▶ _課題 1_
データ行の先頭から始め、「438,708,524,772」を含む行で終えるまでを、そのまま再掲しなさい。画像は答えに含めないこと。
▶ _課題 2_
アライメントマーカーを扱った原文を、最後の文の後から書き続けなさい。

▶ _原文_
図3aに示されるように、インターセクションのFIB切断が始まる前に、マーカー構造または基準が、断面の方向に対して直角にサンプルの上部に形成される。マーカー構造については、第1の材料20が、集積半導体サンプルの上面55に堆積される。この材料では、平行線21および傾斜線22のようなアライメントマークが、FIB加工によって形成される。
図3bは、先行技術の典型的なアライメント構造の像を示す。ラスタ走査ライン82に沿ったラスタ走査による断面11のスライスおよびイメージングの後、各面像100は、基準またはアライメントマーカーの断面像セグメントも含む。
図3cには、代表的な断面100が示されている。中央マーカーがその断面像セグメント25によって見え、スライス間でx方向およびy方向の横方向アライメントを行うために使用されるが、y方向のアライメントは、一般にあまり正確でない。2つの外側マーカー22の2つの断面像セグメント27間の距離は、各スライス間の距離dzを計算するために使用される。

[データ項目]
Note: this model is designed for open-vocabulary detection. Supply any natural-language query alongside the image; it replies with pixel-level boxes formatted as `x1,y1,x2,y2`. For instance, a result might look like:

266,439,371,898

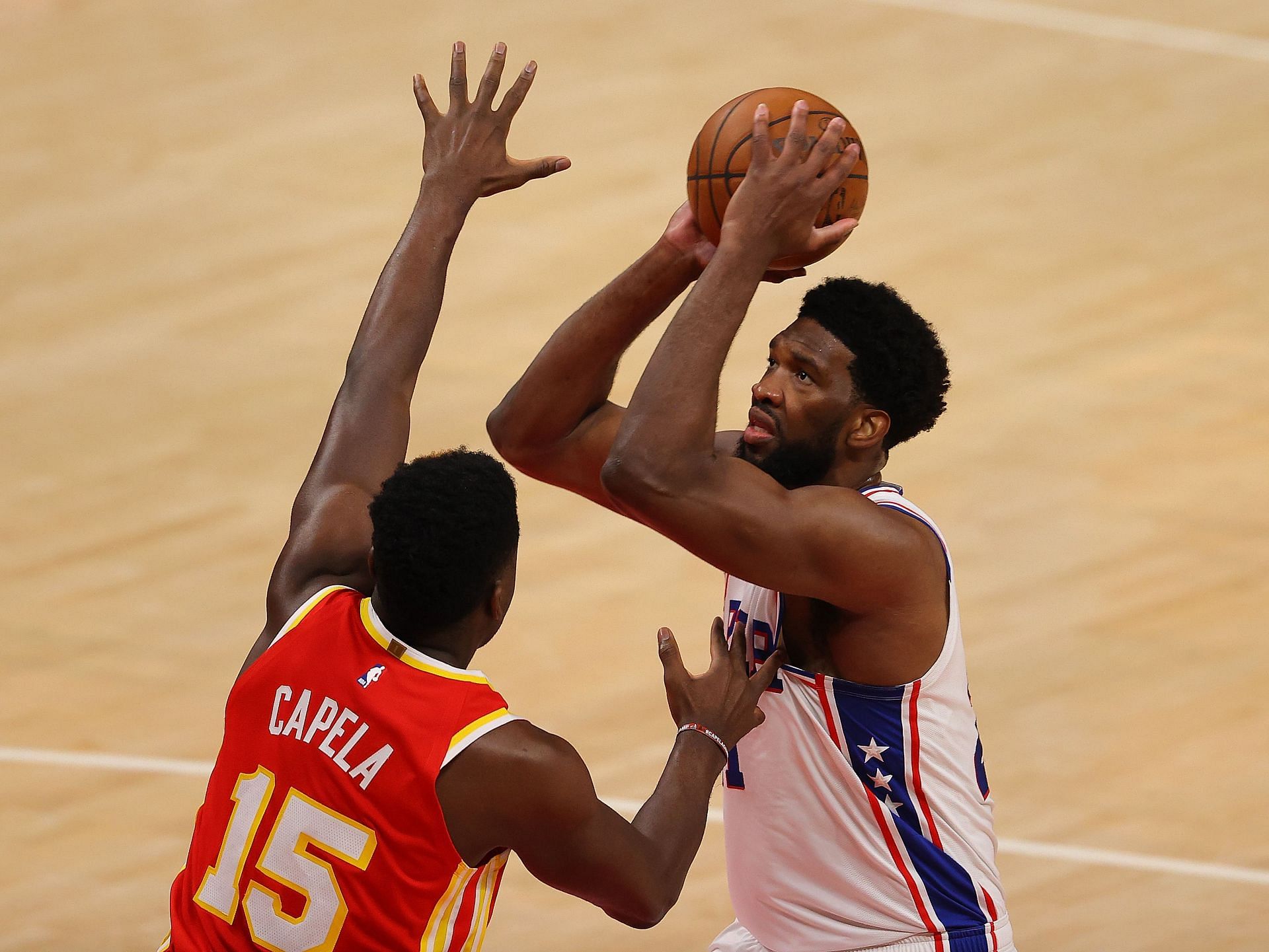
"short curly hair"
798,277,952,450
369,446,520,641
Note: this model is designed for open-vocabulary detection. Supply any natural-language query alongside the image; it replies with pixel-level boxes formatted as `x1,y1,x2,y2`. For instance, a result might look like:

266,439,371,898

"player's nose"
750,377,785,407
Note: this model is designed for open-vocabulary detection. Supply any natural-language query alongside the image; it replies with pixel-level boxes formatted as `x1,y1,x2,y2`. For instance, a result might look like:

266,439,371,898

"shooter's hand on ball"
661,201,806,284
414,43,571,204
720,100,859,268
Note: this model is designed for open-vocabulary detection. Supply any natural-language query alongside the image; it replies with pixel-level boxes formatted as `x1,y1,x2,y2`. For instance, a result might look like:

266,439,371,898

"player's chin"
734,436,778,466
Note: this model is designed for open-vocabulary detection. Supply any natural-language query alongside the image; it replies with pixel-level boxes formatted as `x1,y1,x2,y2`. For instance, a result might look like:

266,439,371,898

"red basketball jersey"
161,587,516,952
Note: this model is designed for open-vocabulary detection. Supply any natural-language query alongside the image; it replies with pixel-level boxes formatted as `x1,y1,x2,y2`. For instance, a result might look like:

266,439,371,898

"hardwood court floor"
0,0,1269,952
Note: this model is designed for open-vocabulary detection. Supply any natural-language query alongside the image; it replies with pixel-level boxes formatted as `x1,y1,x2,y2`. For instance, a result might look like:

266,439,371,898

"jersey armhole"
269,585,353,647
438,708,524,772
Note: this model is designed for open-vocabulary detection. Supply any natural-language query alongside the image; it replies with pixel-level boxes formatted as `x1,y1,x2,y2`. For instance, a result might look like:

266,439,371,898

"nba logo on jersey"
357,664,383,687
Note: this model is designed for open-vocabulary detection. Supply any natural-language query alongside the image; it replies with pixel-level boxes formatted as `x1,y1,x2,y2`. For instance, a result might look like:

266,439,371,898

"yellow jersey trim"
269,585,353,647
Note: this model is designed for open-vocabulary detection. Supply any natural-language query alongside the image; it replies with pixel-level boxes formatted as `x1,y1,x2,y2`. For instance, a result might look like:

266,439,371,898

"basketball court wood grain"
0,0,1269,952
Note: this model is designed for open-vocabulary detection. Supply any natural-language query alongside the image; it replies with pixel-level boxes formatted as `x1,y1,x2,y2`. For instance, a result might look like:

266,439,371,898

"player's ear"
847,406,890,450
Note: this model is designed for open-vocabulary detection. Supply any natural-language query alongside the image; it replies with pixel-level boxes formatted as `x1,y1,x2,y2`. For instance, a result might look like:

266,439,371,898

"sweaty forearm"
488,242,698,453
624,731,727,909
348,179,471,390
609,242,767,470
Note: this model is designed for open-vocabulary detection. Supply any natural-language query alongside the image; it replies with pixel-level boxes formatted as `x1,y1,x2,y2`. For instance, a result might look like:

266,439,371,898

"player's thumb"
656,628,685,683
815,218,859,248
523,156,572,181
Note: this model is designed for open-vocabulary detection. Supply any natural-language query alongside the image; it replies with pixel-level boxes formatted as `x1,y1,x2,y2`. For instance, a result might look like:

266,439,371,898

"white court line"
863,0,1269,63
7,747,1269,886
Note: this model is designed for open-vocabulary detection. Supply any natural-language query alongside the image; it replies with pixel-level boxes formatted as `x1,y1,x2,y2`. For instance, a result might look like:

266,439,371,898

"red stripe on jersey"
815,675,845,753
978,886,1000,952
907,679,943,850
865,787,943,952
445,868,484,948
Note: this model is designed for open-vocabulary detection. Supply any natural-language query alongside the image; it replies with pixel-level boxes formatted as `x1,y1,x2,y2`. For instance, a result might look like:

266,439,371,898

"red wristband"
679,721,731,759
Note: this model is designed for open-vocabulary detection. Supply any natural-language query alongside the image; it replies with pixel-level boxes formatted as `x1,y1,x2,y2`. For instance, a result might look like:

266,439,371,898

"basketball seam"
698,89,757,231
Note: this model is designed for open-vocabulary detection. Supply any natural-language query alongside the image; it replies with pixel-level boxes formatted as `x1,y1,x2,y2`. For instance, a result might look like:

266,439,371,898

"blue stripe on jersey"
831,679,987,937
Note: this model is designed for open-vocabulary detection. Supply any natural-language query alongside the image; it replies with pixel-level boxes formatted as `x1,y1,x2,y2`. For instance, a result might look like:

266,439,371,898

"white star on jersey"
855,738,890,763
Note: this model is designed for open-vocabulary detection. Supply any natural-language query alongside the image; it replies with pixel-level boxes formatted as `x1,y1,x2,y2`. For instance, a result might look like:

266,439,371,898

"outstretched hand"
414,42,571,201
656,618,785,749
721,99,859,268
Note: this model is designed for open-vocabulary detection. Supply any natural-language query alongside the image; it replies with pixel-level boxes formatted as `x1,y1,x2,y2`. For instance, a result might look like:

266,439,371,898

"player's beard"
735,435,836,490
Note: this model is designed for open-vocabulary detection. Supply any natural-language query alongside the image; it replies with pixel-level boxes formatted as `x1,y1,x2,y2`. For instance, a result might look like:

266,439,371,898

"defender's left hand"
414,42,571,201
661,201,806,284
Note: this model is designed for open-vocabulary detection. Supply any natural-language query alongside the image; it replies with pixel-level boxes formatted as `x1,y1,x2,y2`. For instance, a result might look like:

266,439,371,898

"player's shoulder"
436,720,594,820
449,719,582,781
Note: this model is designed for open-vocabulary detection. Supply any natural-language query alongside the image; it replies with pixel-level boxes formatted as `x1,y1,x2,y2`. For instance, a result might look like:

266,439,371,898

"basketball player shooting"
161,43,778,952
488,102,1013,952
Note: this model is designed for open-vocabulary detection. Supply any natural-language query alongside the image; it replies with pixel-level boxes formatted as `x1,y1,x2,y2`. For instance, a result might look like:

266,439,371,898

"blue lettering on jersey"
723,599,785,789
727,599,785,694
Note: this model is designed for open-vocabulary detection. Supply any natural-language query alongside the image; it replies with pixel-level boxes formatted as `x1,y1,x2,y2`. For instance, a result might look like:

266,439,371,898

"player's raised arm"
436,618,783,928
603,102,939,608
244,43,568,668
487,203,804,515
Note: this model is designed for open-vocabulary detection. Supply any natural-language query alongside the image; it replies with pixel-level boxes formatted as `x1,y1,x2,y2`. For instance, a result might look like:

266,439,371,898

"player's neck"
371,591,488,668
824,454,886,490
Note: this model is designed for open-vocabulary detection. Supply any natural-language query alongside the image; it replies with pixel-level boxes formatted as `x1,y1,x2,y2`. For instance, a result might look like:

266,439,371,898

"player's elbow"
599,450,702,513
599,449,674,506
484,406,542,476
604,897,677,929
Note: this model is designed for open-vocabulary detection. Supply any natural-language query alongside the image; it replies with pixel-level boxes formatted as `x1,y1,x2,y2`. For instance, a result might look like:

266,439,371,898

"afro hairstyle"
798,277,952,450
369,446,520,640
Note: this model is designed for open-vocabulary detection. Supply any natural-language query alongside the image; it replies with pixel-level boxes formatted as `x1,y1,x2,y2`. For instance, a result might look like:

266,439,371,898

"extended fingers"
498,59,538,122
781,99,811,165
728,617,753,675
749,102,771,168
709,617,736,668
449,39,467,112
656,628,688,686
808,116,847,175
810,218,859,252
820,142,859,196
476,43,506,108
414,73,440,123
749,645,787,697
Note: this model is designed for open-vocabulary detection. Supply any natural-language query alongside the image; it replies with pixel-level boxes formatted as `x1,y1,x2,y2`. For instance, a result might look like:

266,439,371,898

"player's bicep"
638,457,925,608
436,721,660,926
265,484,372,634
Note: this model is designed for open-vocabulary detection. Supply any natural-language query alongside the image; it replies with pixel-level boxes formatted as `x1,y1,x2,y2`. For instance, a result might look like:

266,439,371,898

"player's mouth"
740,407,779,446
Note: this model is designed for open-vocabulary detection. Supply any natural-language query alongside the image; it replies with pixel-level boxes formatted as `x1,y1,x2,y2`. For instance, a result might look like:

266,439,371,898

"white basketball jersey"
723,483,1013,952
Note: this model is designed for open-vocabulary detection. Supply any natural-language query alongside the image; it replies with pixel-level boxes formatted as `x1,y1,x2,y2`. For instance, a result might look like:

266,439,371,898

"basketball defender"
161,43,777,952
488,102,1013,952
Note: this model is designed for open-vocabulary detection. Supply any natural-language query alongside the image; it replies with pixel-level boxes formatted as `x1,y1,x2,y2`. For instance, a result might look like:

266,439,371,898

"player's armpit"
603,451,945,611
436,721,677,928
239,484,374,675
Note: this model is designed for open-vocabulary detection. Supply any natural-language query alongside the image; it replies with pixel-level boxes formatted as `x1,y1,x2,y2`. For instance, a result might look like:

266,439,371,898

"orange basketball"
688,86,868,268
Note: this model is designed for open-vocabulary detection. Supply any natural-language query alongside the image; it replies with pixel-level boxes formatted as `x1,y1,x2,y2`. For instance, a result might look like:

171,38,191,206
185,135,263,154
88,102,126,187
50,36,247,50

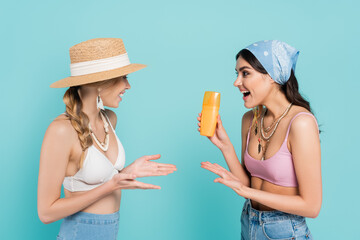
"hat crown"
69,38,126,63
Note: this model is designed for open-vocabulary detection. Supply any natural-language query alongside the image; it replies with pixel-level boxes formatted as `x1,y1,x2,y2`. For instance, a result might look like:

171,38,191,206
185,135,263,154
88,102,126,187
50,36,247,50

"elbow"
308,208,320,218
38,211,55,224
306,203,321,218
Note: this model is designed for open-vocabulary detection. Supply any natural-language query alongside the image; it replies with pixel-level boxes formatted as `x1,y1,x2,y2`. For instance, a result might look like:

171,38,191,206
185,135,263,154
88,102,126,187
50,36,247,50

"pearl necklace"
89,111,110,152
258,103,292,161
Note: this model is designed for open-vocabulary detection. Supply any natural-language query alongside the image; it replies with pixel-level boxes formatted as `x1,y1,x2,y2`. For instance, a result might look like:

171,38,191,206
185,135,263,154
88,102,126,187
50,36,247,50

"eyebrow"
235,66,251,72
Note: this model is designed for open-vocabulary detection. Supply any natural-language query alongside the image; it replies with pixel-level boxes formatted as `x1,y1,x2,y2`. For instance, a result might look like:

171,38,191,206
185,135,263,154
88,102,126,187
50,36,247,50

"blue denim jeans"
241,199,313,240
57,212,120,240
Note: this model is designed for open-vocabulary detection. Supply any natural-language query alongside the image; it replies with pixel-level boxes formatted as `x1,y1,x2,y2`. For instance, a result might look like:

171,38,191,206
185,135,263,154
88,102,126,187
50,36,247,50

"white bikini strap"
103,111,115,133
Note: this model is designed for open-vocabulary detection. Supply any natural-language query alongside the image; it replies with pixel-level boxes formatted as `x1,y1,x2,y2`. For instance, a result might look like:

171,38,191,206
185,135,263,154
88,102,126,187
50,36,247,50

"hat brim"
50,63,146,88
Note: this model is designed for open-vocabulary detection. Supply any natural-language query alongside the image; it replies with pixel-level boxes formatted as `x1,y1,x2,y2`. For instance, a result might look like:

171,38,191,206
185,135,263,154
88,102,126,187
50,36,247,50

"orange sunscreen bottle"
200,91,220,137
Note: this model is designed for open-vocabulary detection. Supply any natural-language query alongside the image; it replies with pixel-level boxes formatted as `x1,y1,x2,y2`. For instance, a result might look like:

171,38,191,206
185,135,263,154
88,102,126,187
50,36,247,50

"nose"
126,79,131,89
234,75,242,87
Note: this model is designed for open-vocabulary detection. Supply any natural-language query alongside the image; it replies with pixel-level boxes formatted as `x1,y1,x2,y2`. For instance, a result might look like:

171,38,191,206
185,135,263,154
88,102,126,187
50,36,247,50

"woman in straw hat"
38,38,176,239
198,40,322,240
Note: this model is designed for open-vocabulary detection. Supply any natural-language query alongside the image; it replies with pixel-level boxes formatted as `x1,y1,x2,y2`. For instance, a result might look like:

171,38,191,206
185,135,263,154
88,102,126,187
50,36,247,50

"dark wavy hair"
236,49,321,132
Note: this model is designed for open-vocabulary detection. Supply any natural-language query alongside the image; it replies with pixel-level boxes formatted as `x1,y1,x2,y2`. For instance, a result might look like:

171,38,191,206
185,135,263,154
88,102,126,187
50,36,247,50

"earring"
96,92,105,110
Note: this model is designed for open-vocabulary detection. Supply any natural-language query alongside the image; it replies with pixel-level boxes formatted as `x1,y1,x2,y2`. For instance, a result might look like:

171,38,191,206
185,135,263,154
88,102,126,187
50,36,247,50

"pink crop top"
244,112,316,187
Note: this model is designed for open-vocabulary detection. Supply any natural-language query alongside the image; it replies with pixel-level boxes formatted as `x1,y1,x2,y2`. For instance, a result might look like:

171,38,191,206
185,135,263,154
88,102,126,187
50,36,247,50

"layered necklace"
255,103,292,161
89,111,110,152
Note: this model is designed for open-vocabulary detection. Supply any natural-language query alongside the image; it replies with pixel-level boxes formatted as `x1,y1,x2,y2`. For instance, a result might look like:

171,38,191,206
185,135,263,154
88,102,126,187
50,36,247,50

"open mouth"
241,91,250,97
119,91,125,97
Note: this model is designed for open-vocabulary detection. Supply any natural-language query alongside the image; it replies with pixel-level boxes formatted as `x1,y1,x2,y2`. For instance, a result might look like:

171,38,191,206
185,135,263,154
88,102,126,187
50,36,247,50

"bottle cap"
203,91,220,107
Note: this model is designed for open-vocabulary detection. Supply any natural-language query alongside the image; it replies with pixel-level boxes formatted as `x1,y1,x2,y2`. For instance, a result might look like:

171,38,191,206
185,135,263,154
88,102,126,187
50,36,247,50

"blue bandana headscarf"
245,40,299,85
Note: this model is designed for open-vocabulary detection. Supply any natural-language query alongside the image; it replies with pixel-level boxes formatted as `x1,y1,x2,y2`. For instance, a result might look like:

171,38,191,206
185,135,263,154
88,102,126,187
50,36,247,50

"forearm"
221,145,250,186
39,180,117,224
242,187,321,218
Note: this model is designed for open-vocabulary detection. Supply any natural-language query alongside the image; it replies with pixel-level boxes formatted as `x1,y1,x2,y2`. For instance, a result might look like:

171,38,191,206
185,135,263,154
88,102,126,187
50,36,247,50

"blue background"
0,0,360,240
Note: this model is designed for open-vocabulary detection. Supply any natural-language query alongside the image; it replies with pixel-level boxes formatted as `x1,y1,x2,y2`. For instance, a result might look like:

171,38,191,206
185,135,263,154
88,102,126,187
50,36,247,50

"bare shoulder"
105,109,117,129
290,106,318,135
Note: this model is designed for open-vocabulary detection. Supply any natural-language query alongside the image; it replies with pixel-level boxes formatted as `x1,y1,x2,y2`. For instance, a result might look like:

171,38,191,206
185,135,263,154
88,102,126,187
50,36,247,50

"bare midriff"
251,177,299,211
64,189,121,214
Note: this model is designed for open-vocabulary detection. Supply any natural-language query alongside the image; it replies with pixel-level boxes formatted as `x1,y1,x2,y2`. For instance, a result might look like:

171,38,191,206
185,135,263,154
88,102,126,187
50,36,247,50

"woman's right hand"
197,113,232,151
111,173,161,189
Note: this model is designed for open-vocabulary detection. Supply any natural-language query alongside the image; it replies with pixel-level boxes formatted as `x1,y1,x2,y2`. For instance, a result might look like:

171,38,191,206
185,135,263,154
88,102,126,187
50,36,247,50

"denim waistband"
244,199,305,223
65,211,120,224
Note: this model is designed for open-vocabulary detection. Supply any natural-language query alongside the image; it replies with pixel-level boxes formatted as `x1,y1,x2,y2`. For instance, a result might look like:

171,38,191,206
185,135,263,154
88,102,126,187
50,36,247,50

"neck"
263,88,290,119
80,88,102,125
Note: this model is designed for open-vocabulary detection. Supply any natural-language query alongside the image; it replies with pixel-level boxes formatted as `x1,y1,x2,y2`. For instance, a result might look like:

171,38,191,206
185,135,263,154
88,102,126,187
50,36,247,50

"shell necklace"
258,103,292,161
89,111,110,152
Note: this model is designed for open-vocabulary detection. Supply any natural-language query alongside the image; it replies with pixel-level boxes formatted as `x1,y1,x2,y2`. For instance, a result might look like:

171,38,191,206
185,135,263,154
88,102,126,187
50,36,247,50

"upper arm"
38,120,76,211
241,110,253,168
105,109,117,129
289,115,322,207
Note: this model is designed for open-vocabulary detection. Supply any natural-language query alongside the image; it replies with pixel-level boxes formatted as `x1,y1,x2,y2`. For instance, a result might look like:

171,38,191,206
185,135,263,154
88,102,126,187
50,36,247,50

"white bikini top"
63,113,125,192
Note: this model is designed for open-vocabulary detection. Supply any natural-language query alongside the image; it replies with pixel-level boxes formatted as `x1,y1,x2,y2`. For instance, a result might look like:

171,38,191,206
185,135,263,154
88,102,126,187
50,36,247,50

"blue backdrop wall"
0,0,360,240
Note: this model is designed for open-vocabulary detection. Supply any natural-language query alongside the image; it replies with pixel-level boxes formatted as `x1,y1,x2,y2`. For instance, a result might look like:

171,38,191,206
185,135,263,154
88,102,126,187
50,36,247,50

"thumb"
218,114,223,128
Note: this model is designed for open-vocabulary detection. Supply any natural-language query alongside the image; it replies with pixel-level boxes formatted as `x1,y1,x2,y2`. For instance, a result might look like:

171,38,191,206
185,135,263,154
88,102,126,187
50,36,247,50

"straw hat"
50,38,146,88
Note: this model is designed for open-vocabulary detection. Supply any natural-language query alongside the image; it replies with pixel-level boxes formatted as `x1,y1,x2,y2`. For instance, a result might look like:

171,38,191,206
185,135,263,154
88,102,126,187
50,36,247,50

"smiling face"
100,76,131,108
234,56,274,108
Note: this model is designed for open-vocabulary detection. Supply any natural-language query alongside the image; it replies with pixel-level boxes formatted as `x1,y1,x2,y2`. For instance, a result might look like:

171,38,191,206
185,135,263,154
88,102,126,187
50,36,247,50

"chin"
244,102,257,109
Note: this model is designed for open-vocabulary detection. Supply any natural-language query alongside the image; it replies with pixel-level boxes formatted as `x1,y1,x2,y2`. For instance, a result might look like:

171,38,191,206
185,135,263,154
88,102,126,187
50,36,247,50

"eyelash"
235,71,249,77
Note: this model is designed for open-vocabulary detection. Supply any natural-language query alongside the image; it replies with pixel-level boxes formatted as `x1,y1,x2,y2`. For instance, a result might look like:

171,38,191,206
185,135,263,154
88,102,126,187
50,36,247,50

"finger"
214,178,234,190
203,162,226,177
149,170,175,177
214,163,228,172
118,173,136,180
218,114,223,128
157,163,176,169
201,164,222,176
145,154,161,160
135,181,161,189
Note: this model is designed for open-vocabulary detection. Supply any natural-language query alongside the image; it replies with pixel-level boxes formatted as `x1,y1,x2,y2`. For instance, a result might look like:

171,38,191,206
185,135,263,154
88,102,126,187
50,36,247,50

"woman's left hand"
122,154,176,178
201,162,246,198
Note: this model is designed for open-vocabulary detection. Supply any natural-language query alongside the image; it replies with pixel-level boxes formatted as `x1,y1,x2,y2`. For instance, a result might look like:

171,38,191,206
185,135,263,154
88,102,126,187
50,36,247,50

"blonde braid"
63,86,93,168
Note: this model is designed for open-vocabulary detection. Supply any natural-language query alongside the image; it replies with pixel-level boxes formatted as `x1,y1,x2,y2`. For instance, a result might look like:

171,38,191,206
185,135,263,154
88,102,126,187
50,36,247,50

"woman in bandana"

▶ _演習結果 1_
Note: this model is designed for open-vocabulary detection. Supply any natural-language query alongside the image; it replies with pixel-level boxes formatted as `x1,y1,x2,y2`. For instance, a result might look like:

266,439,371,898

"short curly hair"
798,277,952,450
369,446,520,641
Note: this model is designed for open-vocabulary detection. Supply any natural-language query alongside the image; it replies with pixel-level boxes formatted as `x1,y1,x2,y2`. For instance, a result might look like:

266,439,371,898

"player's nose"
750,377,785,407
Note: this model is designed for open-vocabulary detection. Supply any natural-language query alongside the image; it replies with pixel-level boxes formatted as `x1,y1,x2,y2`. For instance, a result might look like:

266,439,371,898

"shooter's hand on ball"
661,201,806,284
414,43,571,204
720,100,859,268
Note: this model is designed for open-vocabulary detection. Supply any natural-language query alongside the image; it replies with pixel-level boxes formatted as `x1,y1,x2,y2`. For instance, a result might look like:

266,439,371,898

"player's chin"
734,436,778,466
Note: this model is designed for open-vocabulary detection. Supply any natural-language query alongside the image; it replies with pixel-level boxes formatted as `x1,y1,x2,y2`. For instance, a result might look like:

266,439,371,898

"red basketball jersey"
161,587,516,952
Note: this model is designed for open-vocabulary detection. Supply any natural-language query alongside the image; it replies with pixel-level boxes formatted as `x1,y1,x2,y2`. For instance, a result might look like:

266,439,371,898

"hardwood court floor"
0,0,1269,952
Note: this model is designed for open-vocabulary detection. Supply any natural-language query alongside the image; it replies with pixel-level boxes formatted as `x1,y1,x2,y2`. For instance, a result might look like:

266,439,371,898

"jersey armhole"
269,585,353,647
438,708,524,772

▶ _演習結果 2_
【0064】
図4は、集積半導体サンプルのM1層についての再構成により誘起された残留ラインエッジラフネスの結果を示す。
図2におけるように、像は、x-y平面内でそれぞれ取得される一連のN=400個の像スライスまたは断面像から得られるx-zインターセクション像である。
図4aは、像スライスアライメントを用いないx-zインターセクション像の結果を示し、
図4bは、基準に基づく像アライメントの結果を示す。N=400個の像スライスの獲得間のランダムなステージまたはSEMのドリフトは、z方向の人工的に高められたラインエッジラフネスをもたらす。基準アライメントによる改善は、像のぼけの減少、およびゲート層内のゲート構造のラインエッジラフネス減少によって明らかに見られる。
【0065】
集積半導体サンプル中の特徴または構造に基づくファインアライメント(fine alignment:微細なアライメント)についての本発明の一実施形態が、
図5に記載されている。集積半導体サンプルは、例えば、
図1に示されるように、(K+1)個の金属層(通常、シリコン基板レベルからウェハ上部レベルへ数えてM0、M1、M2...MKと呼ばれる)と、柱状構造を介して金属層を接続するために使用されるビア層(通常、V0、V1、V2へと参照される)とからなる。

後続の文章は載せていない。